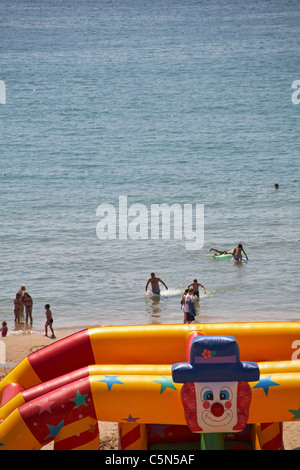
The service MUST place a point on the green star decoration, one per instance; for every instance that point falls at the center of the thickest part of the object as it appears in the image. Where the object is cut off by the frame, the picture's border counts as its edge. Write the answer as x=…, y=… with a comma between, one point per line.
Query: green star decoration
x=296, y=414
x=79, y=399
x=165, y=382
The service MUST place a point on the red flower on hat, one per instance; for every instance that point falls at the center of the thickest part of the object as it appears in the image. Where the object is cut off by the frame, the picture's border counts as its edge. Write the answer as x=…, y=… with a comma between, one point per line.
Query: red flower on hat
x=208, y=353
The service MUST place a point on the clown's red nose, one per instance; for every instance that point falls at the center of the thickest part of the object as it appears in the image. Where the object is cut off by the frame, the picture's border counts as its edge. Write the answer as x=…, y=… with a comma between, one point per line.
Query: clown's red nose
x=217, y=409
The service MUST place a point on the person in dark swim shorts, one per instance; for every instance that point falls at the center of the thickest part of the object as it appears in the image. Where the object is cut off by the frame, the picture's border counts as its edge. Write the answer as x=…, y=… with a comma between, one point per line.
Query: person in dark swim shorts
x=154, y=281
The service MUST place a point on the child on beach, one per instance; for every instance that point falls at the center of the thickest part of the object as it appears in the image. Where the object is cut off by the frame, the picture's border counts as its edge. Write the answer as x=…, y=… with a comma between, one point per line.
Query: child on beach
x=49, y=321
x=28, y=303
x=4, y=329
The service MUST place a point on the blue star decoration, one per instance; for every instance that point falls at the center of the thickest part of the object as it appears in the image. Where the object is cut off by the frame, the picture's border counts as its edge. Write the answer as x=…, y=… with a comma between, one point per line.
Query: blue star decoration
x=165, y=382
x=265, y=383
x=79, y=399
x=54, y=430
x=296, y=414
x=110, y=380
x=130, y=419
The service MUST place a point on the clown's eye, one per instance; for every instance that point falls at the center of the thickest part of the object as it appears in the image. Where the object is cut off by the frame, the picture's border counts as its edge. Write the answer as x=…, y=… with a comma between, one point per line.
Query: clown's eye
x=225, y=394
x=208, y=395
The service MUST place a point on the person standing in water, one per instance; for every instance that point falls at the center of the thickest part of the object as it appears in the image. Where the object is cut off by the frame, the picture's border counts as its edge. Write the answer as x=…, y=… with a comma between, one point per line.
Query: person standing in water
x=154, y=281
x=49, y=321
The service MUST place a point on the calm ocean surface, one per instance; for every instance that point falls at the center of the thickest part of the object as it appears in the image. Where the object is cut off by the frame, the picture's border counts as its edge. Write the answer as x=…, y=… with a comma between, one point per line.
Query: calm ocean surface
x=165, y=102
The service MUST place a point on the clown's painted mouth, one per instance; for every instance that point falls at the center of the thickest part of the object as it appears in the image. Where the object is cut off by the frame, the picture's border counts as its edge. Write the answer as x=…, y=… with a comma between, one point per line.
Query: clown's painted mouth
x=210, y=420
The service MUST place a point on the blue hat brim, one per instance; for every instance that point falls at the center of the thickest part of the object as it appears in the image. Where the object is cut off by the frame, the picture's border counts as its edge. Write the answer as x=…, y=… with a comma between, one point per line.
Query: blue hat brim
x=241, y=371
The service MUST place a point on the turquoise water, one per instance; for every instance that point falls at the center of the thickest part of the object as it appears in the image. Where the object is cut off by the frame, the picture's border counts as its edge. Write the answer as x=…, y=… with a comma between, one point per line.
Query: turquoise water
x=165, y=102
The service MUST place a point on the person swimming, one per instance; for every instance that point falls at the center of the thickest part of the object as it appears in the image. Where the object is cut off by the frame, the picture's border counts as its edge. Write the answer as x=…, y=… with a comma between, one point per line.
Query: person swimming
x=237, y=253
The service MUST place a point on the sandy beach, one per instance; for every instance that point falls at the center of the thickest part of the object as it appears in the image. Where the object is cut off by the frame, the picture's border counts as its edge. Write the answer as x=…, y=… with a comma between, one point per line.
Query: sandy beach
x=21, y=345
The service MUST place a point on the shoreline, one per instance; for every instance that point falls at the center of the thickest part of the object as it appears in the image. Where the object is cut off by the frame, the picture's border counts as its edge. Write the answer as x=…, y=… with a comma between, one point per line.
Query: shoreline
x=19, y=346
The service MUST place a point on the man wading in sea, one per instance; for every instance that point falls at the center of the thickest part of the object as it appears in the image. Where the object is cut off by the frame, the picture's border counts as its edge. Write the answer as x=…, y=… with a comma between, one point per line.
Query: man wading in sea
x=155, y=284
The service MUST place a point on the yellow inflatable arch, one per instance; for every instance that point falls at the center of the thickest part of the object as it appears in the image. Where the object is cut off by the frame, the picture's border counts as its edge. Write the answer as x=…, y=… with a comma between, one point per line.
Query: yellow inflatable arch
x=136, y=375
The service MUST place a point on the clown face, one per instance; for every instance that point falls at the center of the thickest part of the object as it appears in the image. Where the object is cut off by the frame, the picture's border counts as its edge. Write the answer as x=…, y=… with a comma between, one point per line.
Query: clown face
x=216, y=406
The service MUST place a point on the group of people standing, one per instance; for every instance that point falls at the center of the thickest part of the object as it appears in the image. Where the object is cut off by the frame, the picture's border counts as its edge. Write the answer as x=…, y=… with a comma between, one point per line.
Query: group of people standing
x=187, y=304
x=192, y=292
x=23, y=301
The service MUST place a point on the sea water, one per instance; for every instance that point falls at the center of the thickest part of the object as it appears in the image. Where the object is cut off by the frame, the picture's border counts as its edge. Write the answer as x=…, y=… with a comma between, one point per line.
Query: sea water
x=162, y=102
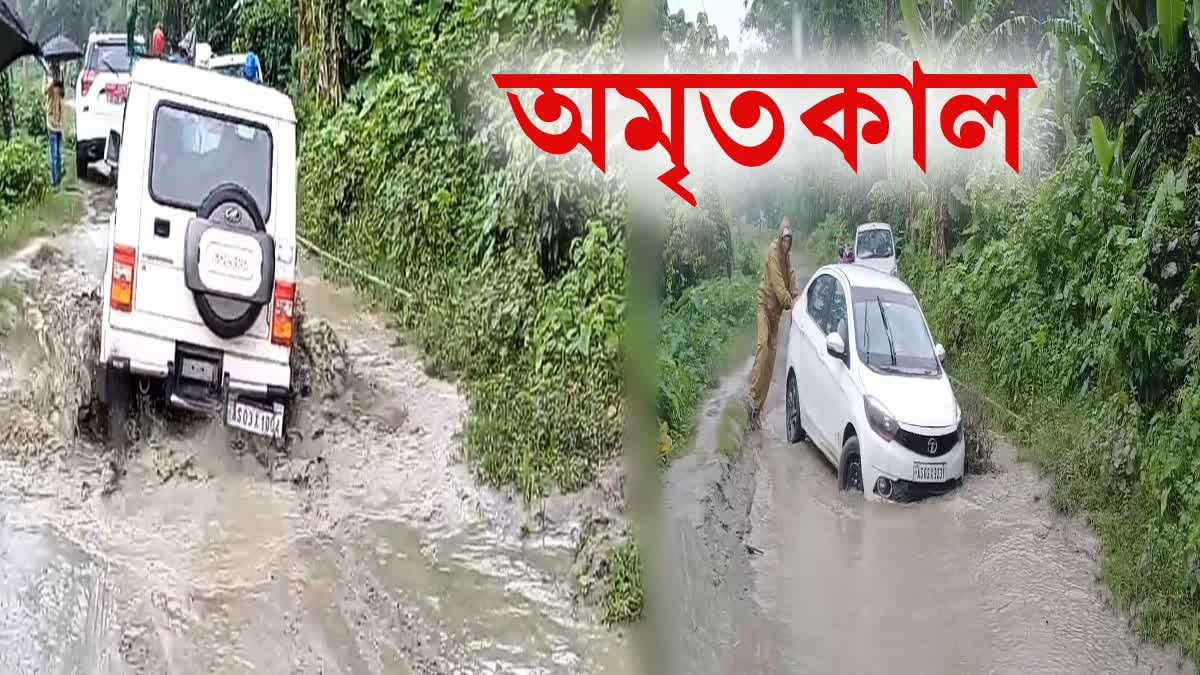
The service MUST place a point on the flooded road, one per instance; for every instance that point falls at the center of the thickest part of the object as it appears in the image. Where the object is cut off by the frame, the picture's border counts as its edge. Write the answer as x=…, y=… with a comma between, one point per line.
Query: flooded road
x=370, y=548
x=988, y=579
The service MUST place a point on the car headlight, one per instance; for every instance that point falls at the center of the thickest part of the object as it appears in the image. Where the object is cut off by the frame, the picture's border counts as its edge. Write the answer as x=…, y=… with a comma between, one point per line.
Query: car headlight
x=880, y=419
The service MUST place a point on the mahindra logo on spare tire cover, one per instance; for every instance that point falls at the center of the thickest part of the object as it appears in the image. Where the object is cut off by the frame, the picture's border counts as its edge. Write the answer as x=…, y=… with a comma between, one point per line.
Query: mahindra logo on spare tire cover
x=233, y=258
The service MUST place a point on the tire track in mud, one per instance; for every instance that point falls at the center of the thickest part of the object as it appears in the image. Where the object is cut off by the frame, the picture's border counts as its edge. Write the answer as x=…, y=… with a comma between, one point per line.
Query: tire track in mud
x=779, y=572
x=369, y=548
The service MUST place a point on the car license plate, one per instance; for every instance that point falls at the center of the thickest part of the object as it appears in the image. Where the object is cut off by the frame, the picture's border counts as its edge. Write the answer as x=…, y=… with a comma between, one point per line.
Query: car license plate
x=929, y=471
x=255, y=419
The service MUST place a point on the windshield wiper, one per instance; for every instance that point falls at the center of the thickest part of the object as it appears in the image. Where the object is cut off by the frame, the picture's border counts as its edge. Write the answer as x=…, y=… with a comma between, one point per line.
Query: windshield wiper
x=887, y=330
x=867, y=338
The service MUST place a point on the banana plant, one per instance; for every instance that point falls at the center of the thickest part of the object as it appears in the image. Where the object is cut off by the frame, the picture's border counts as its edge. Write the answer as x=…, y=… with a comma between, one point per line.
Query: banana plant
x=1109, y=154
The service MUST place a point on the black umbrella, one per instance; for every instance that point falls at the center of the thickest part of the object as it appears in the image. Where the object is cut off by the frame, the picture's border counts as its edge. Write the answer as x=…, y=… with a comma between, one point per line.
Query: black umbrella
x=60, y=48
x=15, y=40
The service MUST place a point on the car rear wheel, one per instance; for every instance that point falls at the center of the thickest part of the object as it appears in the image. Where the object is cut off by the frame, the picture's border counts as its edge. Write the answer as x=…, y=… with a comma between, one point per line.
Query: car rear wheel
x=82, y=161
x=118, y=411
x=792, y=411
x=850, y=472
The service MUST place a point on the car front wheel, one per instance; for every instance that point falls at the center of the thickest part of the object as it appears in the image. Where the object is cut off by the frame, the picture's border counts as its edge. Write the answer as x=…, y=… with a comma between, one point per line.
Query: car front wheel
x=850, y=471
x=82, y=161
x=792, y=411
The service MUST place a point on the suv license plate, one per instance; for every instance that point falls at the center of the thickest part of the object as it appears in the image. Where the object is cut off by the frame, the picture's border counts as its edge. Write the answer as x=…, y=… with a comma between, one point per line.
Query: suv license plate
x=255, y=419
x=927, y=471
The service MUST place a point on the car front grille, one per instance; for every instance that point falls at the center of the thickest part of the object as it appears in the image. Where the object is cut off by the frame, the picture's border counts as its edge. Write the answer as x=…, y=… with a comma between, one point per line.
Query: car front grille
x=921, y=444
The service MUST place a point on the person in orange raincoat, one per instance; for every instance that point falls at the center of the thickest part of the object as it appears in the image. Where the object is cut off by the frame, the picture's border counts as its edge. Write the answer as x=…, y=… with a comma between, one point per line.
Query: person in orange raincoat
x=157, y=41
x=777, y=292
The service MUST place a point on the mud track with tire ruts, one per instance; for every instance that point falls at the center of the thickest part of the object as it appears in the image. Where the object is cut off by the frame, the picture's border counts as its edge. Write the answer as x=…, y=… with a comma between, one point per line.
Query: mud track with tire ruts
x=366, y=547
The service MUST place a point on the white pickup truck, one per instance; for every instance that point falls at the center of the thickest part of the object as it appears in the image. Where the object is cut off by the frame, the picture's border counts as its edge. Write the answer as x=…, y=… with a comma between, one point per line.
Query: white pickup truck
x=201, y=276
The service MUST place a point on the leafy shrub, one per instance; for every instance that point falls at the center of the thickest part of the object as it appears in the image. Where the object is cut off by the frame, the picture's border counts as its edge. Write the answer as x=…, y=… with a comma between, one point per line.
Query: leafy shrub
x=24, y=178
x=699, y=245
x=624, y=599
x=821, y=245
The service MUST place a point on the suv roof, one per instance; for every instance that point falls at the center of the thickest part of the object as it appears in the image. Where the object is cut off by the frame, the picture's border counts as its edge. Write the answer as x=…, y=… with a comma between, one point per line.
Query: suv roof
x=214, y=87
x=868, y=226
x=228, y=60
x=113, y=37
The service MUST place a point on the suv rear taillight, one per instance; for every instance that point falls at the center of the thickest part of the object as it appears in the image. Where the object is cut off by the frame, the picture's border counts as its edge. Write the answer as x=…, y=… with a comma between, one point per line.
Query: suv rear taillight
x=281, y=314
x=121, y=291
x=88, y=78
x=115, y=93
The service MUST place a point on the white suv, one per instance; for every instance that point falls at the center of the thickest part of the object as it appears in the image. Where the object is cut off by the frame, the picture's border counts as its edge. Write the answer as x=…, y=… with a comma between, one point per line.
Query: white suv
x=868, y=386
x=201, y=276
x=101, y=89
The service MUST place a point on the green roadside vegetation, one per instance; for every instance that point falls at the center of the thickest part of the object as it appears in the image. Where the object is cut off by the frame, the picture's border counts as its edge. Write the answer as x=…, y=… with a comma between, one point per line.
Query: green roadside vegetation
x=708, y=315
x=1068, y=294
x=29, y=205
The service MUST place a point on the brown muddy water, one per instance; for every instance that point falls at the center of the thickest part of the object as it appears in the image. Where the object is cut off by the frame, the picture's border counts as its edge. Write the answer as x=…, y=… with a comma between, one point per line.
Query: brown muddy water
x=369, y=549
x=775, y=571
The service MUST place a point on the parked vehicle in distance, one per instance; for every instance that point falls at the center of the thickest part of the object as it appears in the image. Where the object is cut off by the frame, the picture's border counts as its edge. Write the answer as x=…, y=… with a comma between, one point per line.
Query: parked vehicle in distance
x=101, y=89
x=232, y=65
x=865, y=384
x=875, y=248
x=201, y=275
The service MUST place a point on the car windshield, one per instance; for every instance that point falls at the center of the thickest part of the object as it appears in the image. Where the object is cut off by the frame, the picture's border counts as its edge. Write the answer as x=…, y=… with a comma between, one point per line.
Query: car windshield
x=195, y=153
x=109, y=55
x=891, y=333
x=874, y=244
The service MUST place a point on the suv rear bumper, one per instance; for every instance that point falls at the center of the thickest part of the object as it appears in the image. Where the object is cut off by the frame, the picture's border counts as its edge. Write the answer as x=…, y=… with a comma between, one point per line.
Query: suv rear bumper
x=132, y=353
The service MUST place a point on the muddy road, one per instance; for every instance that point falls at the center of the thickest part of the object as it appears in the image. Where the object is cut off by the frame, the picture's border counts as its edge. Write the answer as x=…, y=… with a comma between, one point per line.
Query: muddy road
x=369, y=548
x=775, y=571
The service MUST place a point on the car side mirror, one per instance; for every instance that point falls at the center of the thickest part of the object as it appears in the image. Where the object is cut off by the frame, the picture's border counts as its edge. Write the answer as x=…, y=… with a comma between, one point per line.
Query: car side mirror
x=835, y=345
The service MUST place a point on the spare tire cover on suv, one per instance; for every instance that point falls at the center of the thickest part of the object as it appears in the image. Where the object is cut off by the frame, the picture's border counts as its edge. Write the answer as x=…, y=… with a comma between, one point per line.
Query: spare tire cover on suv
x=228, y=207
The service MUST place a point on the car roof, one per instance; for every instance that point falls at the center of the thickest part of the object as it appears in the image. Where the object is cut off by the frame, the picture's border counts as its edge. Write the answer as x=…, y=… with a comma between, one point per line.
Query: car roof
x=108, y=37
x=214, y=87
x=862, y=276
x=227, y=60
x=868, y=226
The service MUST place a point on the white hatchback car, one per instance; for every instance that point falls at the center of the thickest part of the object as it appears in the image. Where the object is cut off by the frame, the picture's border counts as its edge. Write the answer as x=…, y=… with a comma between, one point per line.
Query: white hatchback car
x=101, y=90
x=868, y=388
x=875, y=248
x=203, y=250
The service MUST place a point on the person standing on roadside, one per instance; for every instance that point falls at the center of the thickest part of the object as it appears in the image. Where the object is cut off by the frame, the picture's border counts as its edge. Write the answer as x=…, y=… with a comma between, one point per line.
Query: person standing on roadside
x=53, y=91
x=157, y=41
x=777, y=292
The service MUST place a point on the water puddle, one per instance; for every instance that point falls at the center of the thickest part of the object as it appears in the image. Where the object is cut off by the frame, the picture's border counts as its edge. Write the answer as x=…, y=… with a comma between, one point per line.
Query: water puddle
x=988, y=579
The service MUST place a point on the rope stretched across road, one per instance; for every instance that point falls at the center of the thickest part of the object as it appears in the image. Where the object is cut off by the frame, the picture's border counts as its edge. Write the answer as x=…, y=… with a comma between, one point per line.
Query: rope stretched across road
x=366, y=275
x=984, y=396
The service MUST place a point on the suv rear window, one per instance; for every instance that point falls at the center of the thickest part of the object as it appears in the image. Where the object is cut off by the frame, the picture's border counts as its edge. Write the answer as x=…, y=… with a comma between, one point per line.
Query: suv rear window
x=193, y=153
x=106, y=55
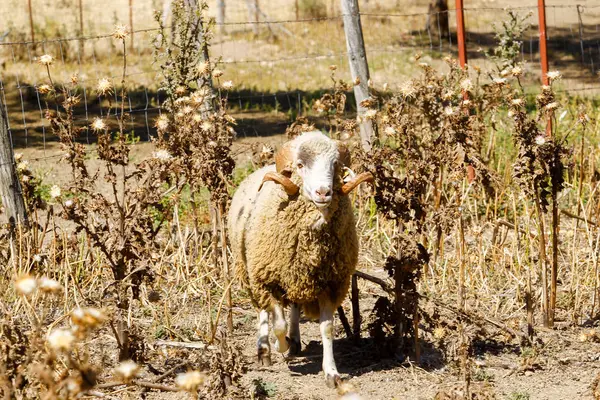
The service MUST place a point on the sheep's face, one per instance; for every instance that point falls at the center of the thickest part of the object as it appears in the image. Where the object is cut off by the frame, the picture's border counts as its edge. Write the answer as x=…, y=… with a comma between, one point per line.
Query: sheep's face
x=317, y=163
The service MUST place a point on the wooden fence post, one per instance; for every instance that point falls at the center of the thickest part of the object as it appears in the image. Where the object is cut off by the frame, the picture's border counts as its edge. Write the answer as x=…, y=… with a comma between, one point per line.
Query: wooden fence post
x=81, y=42
x=359, y=68
x=131, y=44
x=221, y=16
x=10, y=187
x=544, y=53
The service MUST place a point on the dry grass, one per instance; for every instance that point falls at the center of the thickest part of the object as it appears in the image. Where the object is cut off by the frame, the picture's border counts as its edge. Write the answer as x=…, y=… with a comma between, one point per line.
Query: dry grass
x=482, y=284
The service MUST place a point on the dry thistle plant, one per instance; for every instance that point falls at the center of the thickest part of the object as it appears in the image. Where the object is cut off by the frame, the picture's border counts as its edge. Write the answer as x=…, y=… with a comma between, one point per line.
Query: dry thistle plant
x=121, y=224
x=197, y=131
x=422, y=150
x=40, y=358
x=540, y=169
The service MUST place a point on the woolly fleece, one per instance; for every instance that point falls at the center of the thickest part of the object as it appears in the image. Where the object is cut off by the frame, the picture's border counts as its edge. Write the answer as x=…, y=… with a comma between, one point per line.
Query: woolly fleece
x=281, y=254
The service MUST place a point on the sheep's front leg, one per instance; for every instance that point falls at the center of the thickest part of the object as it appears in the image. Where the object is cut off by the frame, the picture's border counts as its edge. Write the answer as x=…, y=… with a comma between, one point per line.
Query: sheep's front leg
x=294, y=334
x=326, y=324
x=263, y=346
x=280, y=329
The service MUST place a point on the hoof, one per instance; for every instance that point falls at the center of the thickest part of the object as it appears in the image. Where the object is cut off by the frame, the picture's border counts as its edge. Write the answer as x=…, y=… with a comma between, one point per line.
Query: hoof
x=264, y=357
x=264, y=360
x=282, y=347
x=333, y=381
x=295, y=347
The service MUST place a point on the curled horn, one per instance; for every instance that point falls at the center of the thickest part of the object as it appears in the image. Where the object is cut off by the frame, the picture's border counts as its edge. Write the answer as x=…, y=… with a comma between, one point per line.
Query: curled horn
x=357, y=180
x=284, y=159
x=283, y=165
x=344, y=154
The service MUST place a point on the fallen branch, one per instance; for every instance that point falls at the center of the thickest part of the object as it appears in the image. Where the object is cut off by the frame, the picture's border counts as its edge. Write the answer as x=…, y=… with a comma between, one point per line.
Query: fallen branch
x=476, y=319
x=344, y=321
x=384, y=285
x=574, y=216
x=143, y=384
x=187, y=345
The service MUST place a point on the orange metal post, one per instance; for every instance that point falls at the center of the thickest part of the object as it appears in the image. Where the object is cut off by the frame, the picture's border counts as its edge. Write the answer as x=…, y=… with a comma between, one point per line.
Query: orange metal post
x=462, y=58
x=460, y=33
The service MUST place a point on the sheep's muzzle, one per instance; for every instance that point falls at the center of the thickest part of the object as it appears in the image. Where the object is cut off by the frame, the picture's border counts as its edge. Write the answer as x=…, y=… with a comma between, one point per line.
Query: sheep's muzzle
x=290, y=187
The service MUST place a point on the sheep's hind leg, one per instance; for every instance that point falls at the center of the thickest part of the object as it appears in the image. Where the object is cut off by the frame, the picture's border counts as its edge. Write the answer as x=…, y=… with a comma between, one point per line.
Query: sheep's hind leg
x=280, y=329
x=294, y=333
x=326, y=324
x=263, y=346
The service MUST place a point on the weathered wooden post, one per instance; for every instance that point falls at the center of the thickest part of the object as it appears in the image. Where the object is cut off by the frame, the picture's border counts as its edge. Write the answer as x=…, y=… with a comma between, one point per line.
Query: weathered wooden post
x=359, y=68
x=130, y=25
x=81, y=42
x=221, y=16
x=10, y=187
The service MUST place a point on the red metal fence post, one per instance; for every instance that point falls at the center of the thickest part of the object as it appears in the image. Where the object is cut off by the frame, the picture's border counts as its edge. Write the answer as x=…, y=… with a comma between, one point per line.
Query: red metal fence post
x=544, y=53
x=462, y=58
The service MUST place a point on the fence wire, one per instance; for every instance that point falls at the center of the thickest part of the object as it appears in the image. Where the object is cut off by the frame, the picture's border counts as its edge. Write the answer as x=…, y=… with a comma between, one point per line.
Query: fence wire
x=281, y=64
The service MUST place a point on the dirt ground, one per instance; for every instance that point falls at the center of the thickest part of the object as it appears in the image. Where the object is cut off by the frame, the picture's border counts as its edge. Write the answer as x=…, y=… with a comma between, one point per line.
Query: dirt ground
x=563, y=367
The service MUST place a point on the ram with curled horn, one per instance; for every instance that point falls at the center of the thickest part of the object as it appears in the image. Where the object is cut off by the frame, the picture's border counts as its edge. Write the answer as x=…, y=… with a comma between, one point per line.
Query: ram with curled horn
x=294, y=240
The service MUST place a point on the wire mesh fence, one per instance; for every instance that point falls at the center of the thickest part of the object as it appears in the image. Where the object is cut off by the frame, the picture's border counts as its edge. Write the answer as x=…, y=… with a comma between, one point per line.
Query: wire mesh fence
x=278, y=58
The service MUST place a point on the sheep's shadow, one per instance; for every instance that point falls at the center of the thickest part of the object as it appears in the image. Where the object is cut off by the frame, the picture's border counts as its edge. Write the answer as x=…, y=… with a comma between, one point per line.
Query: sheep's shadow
x=355, y=358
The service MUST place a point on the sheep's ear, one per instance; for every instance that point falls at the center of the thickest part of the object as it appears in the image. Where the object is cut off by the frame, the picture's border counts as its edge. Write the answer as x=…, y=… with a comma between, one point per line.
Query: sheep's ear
x=284, y=159
x=344, y=154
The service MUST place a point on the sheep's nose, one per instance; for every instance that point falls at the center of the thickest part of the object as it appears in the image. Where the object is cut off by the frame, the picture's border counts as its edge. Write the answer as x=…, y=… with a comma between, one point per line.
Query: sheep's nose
x=323, y=191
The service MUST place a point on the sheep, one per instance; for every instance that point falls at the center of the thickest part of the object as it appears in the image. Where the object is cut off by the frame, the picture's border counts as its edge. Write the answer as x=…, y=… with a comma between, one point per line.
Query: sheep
x=293, y=237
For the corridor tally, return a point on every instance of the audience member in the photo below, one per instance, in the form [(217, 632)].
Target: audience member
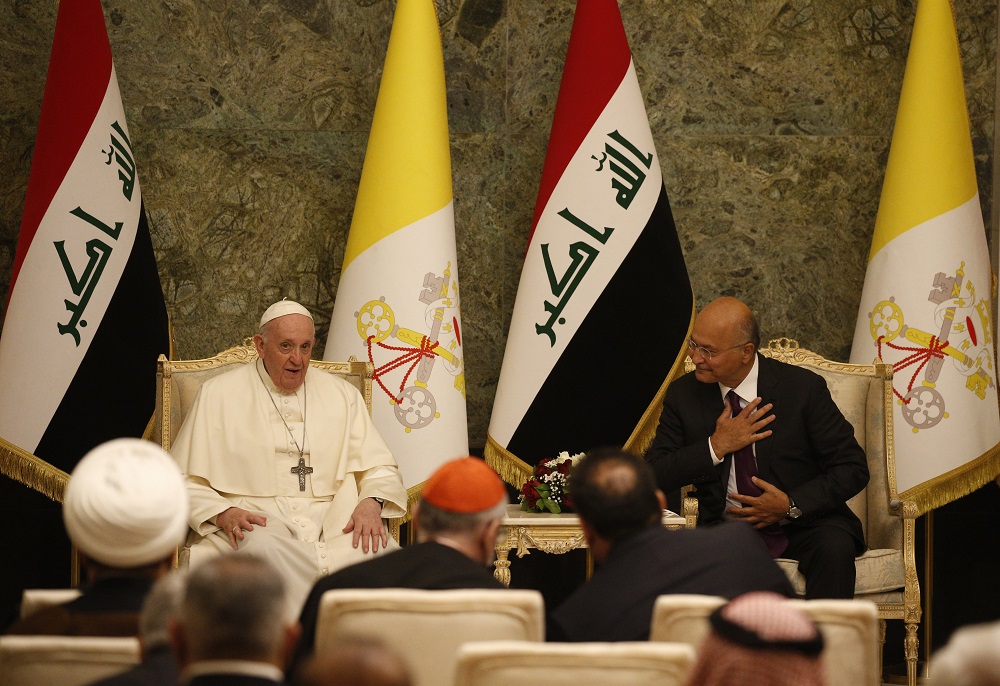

* [WHAT YOU ARE ASKED TO DO]
Scale down the records between the line holding "The service MUST place a point on the suv license" and the line holding "x=921, y=444", inclusive. Write every one of those lines again, requests included, and multiply each coordinate in the answers by 0.25, rounding to whole numbers with halves going up.

* [TASK RESULT]
The service MUST place a point on the suv license plate, one per instance; for every instance that point falls at the center of the thickest part of the object as it appears in the image. Where the object is cut off by the frame, the picture's border counts as its edge. Write the answer as x=…, y=… with a comma between, one point per line.
Query: suv license plate
x=64, y=105
x=232, y=118
The service MUST place a point on the car front grille, one per instance; for every instance that point falls at the center of the thickest part of the object as it appears in the image. Where the object is cut off by the frame, the picture's border counts as its edge. Write the answer as x=…, y=… with a comma between, one point per line.
Query: car front grille
x=230, y=111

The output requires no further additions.